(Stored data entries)
----

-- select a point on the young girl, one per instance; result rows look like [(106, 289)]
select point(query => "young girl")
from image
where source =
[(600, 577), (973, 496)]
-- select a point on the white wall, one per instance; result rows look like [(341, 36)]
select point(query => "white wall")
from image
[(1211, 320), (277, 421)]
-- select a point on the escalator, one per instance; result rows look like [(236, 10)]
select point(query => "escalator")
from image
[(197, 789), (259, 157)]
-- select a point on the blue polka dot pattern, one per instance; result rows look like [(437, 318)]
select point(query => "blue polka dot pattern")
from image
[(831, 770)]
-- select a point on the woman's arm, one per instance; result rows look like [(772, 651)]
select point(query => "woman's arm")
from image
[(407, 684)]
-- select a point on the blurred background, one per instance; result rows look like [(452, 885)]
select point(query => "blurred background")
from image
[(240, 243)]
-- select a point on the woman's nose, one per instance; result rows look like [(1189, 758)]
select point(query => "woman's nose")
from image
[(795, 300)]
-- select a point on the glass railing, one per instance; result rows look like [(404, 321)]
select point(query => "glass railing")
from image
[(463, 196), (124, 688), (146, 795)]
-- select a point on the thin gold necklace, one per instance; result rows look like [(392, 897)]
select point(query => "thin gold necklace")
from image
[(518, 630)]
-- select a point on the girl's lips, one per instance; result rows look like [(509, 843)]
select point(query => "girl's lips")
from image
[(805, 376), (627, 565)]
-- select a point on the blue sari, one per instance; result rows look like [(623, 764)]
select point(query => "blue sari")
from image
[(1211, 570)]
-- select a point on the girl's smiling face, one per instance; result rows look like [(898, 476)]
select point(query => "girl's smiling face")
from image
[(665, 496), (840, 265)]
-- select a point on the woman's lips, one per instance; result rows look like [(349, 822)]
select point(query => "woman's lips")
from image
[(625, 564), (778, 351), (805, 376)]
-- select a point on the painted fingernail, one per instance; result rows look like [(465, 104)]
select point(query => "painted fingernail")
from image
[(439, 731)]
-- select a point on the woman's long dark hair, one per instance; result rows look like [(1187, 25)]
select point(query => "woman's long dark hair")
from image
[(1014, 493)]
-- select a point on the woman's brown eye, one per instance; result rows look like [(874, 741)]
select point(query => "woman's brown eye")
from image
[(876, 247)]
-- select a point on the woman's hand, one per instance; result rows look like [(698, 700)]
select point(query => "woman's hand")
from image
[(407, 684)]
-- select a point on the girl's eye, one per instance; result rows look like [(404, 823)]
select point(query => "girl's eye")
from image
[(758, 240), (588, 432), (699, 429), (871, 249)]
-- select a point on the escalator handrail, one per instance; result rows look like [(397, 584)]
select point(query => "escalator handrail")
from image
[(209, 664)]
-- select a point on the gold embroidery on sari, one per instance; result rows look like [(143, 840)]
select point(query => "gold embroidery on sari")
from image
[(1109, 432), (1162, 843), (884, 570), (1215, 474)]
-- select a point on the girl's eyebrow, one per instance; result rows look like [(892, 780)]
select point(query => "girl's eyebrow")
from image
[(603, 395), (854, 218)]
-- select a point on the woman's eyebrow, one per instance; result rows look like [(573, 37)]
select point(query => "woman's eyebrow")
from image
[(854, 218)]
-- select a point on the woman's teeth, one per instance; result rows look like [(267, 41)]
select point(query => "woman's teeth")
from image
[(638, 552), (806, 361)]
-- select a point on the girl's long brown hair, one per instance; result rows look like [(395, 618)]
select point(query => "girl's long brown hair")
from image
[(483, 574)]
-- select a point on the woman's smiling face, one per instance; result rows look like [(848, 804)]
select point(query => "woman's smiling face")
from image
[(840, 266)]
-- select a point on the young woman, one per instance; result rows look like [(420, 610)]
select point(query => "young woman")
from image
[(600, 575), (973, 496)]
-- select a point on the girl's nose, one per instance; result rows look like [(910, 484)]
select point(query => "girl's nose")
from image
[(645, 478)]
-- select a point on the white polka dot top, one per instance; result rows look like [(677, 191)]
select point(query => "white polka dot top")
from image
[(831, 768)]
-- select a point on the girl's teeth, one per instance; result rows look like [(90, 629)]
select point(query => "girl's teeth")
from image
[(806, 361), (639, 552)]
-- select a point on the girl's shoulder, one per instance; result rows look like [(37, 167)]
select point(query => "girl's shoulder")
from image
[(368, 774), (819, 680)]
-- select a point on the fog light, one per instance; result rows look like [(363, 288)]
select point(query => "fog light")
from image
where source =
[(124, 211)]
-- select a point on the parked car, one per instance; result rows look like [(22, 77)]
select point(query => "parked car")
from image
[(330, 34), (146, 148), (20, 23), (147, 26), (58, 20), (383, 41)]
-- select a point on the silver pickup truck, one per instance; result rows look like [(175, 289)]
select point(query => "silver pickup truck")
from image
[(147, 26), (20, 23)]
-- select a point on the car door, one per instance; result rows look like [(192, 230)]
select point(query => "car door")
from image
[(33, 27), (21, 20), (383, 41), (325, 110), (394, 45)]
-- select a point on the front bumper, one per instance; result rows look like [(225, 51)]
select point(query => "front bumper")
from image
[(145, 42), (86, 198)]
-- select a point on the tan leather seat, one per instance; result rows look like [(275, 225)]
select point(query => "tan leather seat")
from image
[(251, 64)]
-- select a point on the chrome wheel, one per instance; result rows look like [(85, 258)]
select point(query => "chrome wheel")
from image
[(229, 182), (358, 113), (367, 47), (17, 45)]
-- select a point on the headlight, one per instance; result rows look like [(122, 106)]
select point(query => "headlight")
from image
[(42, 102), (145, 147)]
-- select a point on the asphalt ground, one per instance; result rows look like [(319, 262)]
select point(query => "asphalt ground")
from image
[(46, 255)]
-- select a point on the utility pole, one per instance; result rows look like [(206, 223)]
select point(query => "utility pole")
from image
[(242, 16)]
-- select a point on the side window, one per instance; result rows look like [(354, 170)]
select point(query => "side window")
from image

----

## Problem statement
Reproduce the material word for word, starting at its first line and continuing through the line that contains "[(1211, 320), (277, 421)]", with both ends included.

## Solution to this problem
-- select a point on the young girl, one per instance; result rows look like [(106, 289)]
select point(query => "young girl")
from image
where source =
[(600, 577), (973, 496)]
-- select a point on the white wall, one per instance; result rows look like [(341, 36)]
select point(query => "white wall")
from image
[(1211, 320), (277, 421)]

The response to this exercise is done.